Challenge:
Write out the following data line for line, changing nothing.

Record extracts:
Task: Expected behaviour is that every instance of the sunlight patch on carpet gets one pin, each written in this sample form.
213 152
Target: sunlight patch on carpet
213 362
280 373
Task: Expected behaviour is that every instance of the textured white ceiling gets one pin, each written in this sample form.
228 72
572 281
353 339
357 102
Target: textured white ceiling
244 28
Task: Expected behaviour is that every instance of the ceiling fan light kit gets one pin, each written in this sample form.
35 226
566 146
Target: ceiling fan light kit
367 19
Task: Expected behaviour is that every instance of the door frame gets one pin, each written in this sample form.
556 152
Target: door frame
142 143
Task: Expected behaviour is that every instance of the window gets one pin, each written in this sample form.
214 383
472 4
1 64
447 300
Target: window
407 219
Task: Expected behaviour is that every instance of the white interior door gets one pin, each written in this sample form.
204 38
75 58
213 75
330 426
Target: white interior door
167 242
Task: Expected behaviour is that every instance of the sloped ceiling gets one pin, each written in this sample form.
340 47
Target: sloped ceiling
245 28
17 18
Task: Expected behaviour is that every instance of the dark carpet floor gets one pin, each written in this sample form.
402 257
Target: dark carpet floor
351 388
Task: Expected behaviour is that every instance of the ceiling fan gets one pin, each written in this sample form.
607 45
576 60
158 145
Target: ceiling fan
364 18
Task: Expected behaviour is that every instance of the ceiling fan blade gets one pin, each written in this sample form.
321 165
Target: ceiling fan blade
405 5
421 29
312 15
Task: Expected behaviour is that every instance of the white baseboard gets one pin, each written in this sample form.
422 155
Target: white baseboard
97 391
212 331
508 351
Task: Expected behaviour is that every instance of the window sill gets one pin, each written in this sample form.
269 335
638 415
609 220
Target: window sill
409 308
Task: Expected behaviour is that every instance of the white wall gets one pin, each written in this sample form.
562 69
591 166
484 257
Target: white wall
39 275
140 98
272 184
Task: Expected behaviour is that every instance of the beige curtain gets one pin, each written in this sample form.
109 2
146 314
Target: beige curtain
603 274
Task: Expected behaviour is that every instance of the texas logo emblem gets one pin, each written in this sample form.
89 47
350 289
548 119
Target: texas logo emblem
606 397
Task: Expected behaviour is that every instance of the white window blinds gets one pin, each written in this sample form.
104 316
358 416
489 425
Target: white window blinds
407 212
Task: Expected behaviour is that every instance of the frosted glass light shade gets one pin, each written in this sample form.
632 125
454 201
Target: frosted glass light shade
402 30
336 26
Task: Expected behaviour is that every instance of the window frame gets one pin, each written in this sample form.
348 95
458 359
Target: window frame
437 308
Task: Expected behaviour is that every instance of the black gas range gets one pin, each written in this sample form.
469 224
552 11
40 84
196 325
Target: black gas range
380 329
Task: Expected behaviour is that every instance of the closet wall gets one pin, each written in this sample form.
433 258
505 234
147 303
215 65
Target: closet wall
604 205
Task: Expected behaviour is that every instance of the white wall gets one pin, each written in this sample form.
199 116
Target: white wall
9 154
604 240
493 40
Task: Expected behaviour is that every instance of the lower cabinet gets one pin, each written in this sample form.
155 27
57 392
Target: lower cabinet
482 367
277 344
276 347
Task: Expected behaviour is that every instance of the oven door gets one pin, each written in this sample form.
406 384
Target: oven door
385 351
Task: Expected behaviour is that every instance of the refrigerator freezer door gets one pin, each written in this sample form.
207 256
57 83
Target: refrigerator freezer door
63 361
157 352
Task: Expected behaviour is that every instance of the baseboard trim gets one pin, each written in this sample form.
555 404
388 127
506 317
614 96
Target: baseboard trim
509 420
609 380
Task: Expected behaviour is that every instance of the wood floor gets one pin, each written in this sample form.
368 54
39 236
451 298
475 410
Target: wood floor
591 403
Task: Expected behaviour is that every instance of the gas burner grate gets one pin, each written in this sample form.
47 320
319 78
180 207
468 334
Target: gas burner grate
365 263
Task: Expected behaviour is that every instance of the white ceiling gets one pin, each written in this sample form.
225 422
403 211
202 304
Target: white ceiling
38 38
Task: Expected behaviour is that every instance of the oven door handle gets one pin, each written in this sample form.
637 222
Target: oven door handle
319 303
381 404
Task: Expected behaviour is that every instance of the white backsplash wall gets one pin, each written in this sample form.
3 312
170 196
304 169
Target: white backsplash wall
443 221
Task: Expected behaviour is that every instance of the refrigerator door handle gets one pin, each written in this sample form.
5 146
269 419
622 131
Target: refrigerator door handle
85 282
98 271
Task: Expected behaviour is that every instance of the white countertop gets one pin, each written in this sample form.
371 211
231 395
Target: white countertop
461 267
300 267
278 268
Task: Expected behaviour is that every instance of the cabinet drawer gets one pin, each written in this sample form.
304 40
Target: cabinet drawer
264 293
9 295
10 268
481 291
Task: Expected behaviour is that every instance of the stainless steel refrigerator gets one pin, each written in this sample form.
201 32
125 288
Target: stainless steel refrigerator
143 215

Output:
Task: Expected behaviour is that every instance of the sunlight patch on carpet gets one pin, each written in this sample form.
213 152
Target: sunlight patch on carpet
213 362
280 373
Task: Expected behaviour is that every instance of the textured white ceiling gets one pin, each written in this sample form.
228 72
572 281
353 339
357 102
Target: textured white ceiling
244 28
Task: Expected behaviour is that every instance of the ceiling fan light kit gets one pin, each written in this sample form.
35 226
566 146
Target: ceiling fan light kit
367 19
Task: Expected behaviour is that every instance of the door frame gets one pin, each written in this sample form.
556 152
Target: door frame
142 143
Task: Expected behaviour is that every instance of the window gets one pin, each written in this sample form.
214 383
472 4
1 64
447 300
Target: window
407 219
Task: Expected behaviour is that every instance of the white interior door gets one pin, each written in this sample form.
204 38
75 58
213 75
330 426
Target: white interior door
167 242
Task: Expected behaviour is that every instance of the sloped ceiling gets one pin, each written in this sample form.
340 47
Target: sloped ceiling
245 28
17 18
Task: Expected behaviour is that every instance of the dark carpet floor gets one pin, each written in this sample form.
402 257
Target: dark carpet floor
351 388
Task: Expected behaviour is that every instance of the ceiling fan gets one pin, each written in this sample form.
607 45
576 60
158 145
Target: ceiling fan
364 18
Task: Expected behaviour is that every instance of the ceiling fan blade gets one pin, each written in this sample form.
321 165
Target: ceiling fan blade
405 5
421 29
312 15
Task: Expected behaviour is that every instance of the white baseboard gets one pin, each written in this sample form.
422 155
Target: white baseboard
97 391
212 331
508 351
Task: Expected behaviour is that every instance of the window sill gets one pin, each written in this sample form.
269 335
638 415
609 220
Target: window sill
409 308
Task: Expected behaviour is that every instance of the white wall gets one pin, each written in this sample form.
562 69
591 166
484 257
Target: white wall
39 275
140 98
272 184
Task: Expected behaviour is that every instance of the beige curtain gets one pin, each written in this sample form.
109 2
146 314
Target: beige curtain
603 274
Task: Expected behaviour is that every instance of the texas logo emblem gets one pin, each written in this sample form.
89 47
350 289
548 119
Target: texas logo emblem
606 397
Task: Expected behaviour is that every instance of the white window blinds gets one pin, each written in this sample form.
104 316
358 416
489 425
Target: white window blinds
407 212
Task: Expected behaviour is that every instance of the frosted glass light shade gets one pin, each written in this sample form.
632 125
454 201
Target: frosted glass light shade
402 30
336 26
Task: Expected behaviour is that every instance of the window frame gets one pin, each written in this sample form.
348 95
458 359
Target: window frame
437 308
Task: Expected behaviour is that every instance of the black gas range gets one pin, each written in this sample form.
469 224
552 11
40 84
196 325
Target: black gas range
380 329
Task: Expected behaviour is that every instance of the closet wall gets one pin, each written in this sample form.
433 258
505 234
147 303
215 65
Target: closet wall
604 205
Task: Expected behaviour is that every instance of the white wall gets one pin, each written in this sample form.
199 116
Target: white wall
9 154
604 240
493 40
Task: Expected behaviour is that every instance of the lower cabinet gets one pin, each written in this sample form.
155 27
57 392
Target: lower cabinet
482 367
277 344
276 347
Task: Expected behaviour is that every instance of the oven door gets one pin, each written in this sample form.
406 384
Target: oven door
385 351
Task: Expected behaviour is that every instance of the refrigerator freezer door gets one pin, each written in this sample form.
207 256
57 83
Target: refrigerator freezer door
63 361
157 352
Task: Expected behaviour is that every instance of the baseboard trim gets one pin, each written in this sample form.
555 404
388 127
506 317
614 96
Target: baseboard trim
509 420
609 380
Task: Expected behaviour is that every instance of the wood floor gets one pin, each written in this sample form.
368 54
39 236
451 298
475 410
Target: wood floor
591 403
Task: Expected behaviour is that every instance of the gas burner grate gets one pin, each written in this sample form.
47 320
319 78
180 207
468 334
Target: gas burner grate
365 263
Task: Expected behaviour is that every instance of the white ceiling gets one pin, each written in this sample form.
225 422
403 211
202 304
Target: white ceiling
38 38
Task: Expected behaviour is that every instance of the oven door handle gets one pin, each written in this sample form.
637 222
Target: oven door handle
319 303
381 404
Task: Expected behaviour is that every instance of the white backsplash wall gets one pin, each written in this sample form.
3 312
170 196
304 169
Target: white backsplash wall
443 221
Task: Expected behaviour is that every instance of the refrigerator door handle gets one pin, each written in this sample form.
5 146
269 419
622 131
Target: refrigerator door handle
85 282
98 271
Task: Expected behaviour is that every instance of the white countertop gets one pin, each written in this sample form.
371 211
231 395
Target: white countertop
461 267
300 267
278 268
Task: Expected behaviour is that every instance of the cabinet drawer gets one pin, each written in this sample form.
304 40
Target: cabinet drawer
264 293
9 295
10 268
481 291
Task: Expected behaviour is that every instance of the stainless steel refrigerator gets one pin, each written in this sample form.
201 32
125 288
Target: stainless steel refrigerator
143 215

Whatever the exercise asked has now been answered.